▶ [Data for review]

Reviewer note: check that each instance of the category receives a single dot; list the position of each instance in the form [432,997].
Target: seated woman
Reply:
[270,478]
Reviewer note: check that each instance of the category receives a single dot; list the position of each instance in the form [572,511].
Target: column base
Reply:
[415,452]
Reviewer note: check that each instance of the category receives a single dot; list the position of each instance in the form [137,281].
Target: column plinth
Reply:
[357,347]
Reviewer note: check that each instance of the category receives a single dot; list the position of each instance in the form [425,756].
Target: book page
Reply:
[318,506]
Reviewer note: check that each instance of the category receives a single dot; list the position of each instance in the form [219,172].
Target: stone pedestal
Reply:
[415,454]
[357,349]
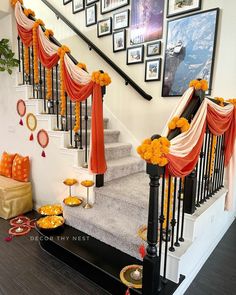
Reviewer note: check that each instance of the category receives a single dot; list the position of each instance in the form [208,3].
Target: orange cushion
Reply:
[21,168]
[6,164]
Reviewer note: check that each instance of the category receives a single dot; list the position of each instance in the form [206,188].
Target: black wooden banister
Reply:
[127,79]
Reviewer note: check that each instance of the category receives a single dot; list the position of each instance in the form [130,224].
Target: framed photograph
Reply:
[91,15]
[109,5]
[154,48]
[77,5]
[146,20]
[153,70]
[88,2]
[121,20]
[119,40]
[177,7]
[190,51]
[66,1]
[135,55]
[104,27]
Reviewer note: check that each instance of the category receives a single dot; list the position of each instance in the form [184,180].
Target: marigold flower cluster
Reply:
[155,151]
[103,79]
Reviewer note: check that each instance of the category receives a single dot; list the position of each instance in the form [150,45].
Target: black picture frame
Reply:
[106,32]
[155,73]
[125,24]
[89,2]
[153,48]
[197,6]
[139,52]
[74,10]
[66,1]
[122,46]
[207,71]
[112,7]
[89,23]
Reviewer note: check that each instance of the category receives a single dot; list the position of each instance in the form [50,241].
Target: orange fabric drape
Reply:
[181,167]
[25,35]
[47,60]
[80,93]
[220,124]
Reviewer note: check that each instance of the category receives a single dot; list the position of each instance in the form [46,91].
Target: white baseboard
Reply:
[188,279]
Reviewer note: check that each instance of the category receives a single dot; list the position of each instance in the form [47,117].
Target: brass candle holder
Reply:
[87,184]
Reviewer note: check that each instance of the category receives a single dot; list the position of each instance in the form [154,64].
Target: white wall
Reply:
[141,117]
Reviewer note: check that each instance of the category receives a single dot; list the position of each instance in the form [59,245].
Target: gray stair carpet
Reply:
[120,209]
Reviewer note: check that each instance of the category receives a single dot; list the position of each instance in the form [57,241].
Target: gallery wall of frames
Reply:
[136,26]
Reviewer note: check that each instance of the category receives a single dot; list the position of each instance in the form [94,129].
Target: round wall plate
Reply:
[43,138]
[31,121]
[21,107]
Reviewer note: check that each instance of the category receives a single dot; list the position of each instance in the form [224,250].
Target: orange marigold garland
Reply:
[26,59]
[49,83]
[48,33]
[232,100]
[155,151]
[82,66]
[77,116]
[13,2]
[37,23]
[103,79]
[199,84]
[28,12]
[61,52]
[181,123]
[220,101]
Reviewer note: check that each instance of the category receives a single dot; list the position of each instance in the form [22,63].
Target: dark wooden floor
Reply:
[218,275]
[26,269]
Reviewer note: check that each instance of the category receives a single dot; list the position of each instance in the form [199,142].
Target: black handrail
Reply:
[127,79]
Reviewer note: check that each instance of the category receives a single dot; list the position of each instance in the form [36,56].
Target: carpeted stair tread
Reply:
[104,224]
[130,193]
[117,150]
[122,167]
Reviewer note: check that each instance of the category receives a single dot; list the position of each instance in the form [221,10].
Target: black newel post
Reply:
[190,186]
[151,271]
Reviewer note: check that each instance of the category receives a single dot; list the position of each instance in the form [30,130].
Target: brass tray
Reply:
[126,276]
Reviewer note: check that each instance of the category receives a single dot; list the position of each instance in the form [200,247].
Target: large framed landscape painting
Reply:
[146,20]
[190,51]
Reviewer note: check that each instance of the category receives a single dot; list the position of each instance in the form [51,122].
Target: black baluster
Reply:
[71,126]
[173,221]
[81,126]
[177,244]
[151,273]
[203,180]
[52,98]
[161,220]
[222,161]
[40,81]
[208,178]
[66,115]
[23,64]
[19,57]
[166,233]
[181,239]
[86,135]
[57,97]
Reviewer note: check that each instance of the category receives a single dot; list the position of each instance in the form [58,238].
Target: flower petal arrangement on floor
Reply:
[74,79]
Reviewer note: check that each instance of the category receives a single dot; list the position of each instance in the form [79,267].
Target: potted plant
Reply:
[7,60]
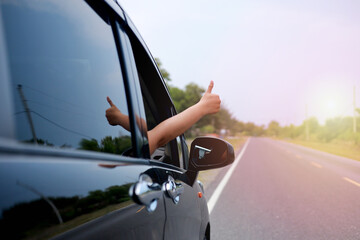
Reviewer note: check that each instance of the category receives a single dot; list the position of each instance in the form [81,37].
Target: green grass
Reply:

▶ [Instructions to follow] Output each record verbatim, but skip anything that is a picture.

▶ [Problem solution]
Reviewer note: check that each instance of the category receives a single dot; list the position of each instance in the form [432,997].
Target: seated woman
Reply:
[270,478]
Reviewer note: check that each instance of the category receives a single dot; list the position of each instance in the form [572,511].
Target: column base
Reply:
[415,452]
Reviewer note: check that each instance of the category receives a single dot; list the position of each instance in the form [137,281].
Target: column plinth
Reply:
[357,347]
Reviewer note: check that each instance of the category receives a single dot; list the position of each instance in the form [425,756].
Target: book page
Reply:
[318,506]
Reviewer note: check that each instance of the category receives a single dot; list the position of each instance in the form [219,172].
Target: stone pedestal
Reply:
[415,454]
[357,349]
Reviewer note: check that each instance of the category receives a single dot; list the position of each instance in the form [208,3].
Target: orange cushion
Reply:
[21,168]
[6,164]
Reviewer note: check that each instance of the category receives a single dot; list the position of each instance in the form [206,188].
Target: black wooden banister
Reply:
[127,79]
Reviewer note: check that each instance of the category receives a single dot; list the position of each instance in the form [130,224].
Target: framed photograph
Reply:
[91,15]
[109,5]
[154,48]
[77,5]
[146,20]
[153,70]
[88,2]
[121,20]
[119,40]
[177,7]
[190,51]
[66,1]
[135,55]
[104,27]
Reviewer note: check that each instance of the category receives a single dot; list the position of each instance in the form [184,180].
Target: marigold flower cluster
Reply:
[155,151]
[103,79]
Reviewer note: check that each instance of the category receives a single dot; list the position of each instance in the form [150,45].
Target: black picture frame
Reply:
[106,32]
[155,73]
[125,24]
[89,2]
[153,48]
[197,6]
[139,52]
[74,10]
[66,1]
[122,46]
[207,71]
[112,7]
[89,23]
Reviewer note: check that each instance of the category receives a single dot; list the position of each instance in the form [50,241].
Target: orange fabric drape
Reply:
[181,167]
[25,35]
[47,60]
[80,93]
[220,124]
Reviewer note: check that each instance of the category receives a single dot; list the position of each instance in the form [46,91].
Target: white baseboard
Reply:
[188,279]
Reviewer note: check that each instance of the category receives a single dot; list the position of each instance in the form [47,117].
Target: brass candle holder
Reply:
[87,184]
Reviewer note: check that each instance of the category receives a single dot; list the position of each instance in the form [154,64].
Target: white wall
Reply:
[141,117]
Reviewer note: check that each instance of the category receives a single dot; list the position of each instance in the form [59,245].
Target: gray stair carpet
Reply:
[120,209]
Reviewer note: check that each instance of the category receives a single dot; list the position of each instance in the form [57,241].
Target: gallery wall of frames
Reply:
[136,26]
Reviewer note: check that each instance of the category receives a single dot; list the position of each instance in the form [94,129].
Target: round wall plate
Reply:
[43,138]
[31,121]
[21,107]
Reviewer note: check that each instance of the category receives a single dot; list the position of each instance in the form [224,250].
Target: orange marigold garland
Reply:
[26,59]
[49,83]
[48,33]
[232,100]
[155,151]
[82,66]
[77,116]
[13,2]
[37,23]
[103,79]
[199,84]
[28,12]
[61,52]
[181,123]
[220,101]
Reviewer note: check that each instance of the category receives a single dot; list the position of each instance in the form [22,63].
Target: dark wooden floor
Reply:
[218,275]
[26,269]
Reviewer note: check that each instance of the category receives a single dot; list the position of each instance in the form [199,142].
Target: black handrail
Reply:
[127,79]
Reviewer note: check that each instance of the category receives a single dot; list the position of each instance in the form [36,56].
Target: carpeted stair tread
Reply:
[104,224]
[130,193]
[117,150]
[122,167]
Reviewer note: check that each instance of the category receives a single dot; list the position of each instance in the form [221,10].
Target: black newel post
Reply:
[190,186]
[151,271]
Reviewer note: check that each instance of the category receives a single dot; list the position of each instance in the form [30,130].
Target: brass tray
Reply:
[126,276]
Reviewer note: check that each instance of the category receives a single dot; list the position of each instance in the form [200,247].
Target: large framed landscape painting
Reply:
[146,20]
[190,51]
Reviewer note: check that each instance of the category receives a single dot; list the position of each instance in the form [51,122].
Target: black baluster
Reply:
[71,126]
[173,221]
[81,126]
[177,244]
[151,273]
[203,180]
[52,98]
[161,220]
[222,161]
[40,81]
[208,178]
[66,115]
[23,64]
[19,57]
[166,233]
[181,239]
[86,135]
[57,97]
Reviewer note: check that each instance of the category receives a single dot; list the position of each instance in the form [58,238].
Target: flower petal arrangement on floor
Reply:
[74,79]
Reviewer note: check that each instance of the category receives a single dot; list the position of each instance in the form [79,267].
Target: potted plant
Reply:
[7,60]
Reviewer note: check that each instance of the category receives a single dot; list the position of each instance in the form [81,37].
Target: green grass
Reply:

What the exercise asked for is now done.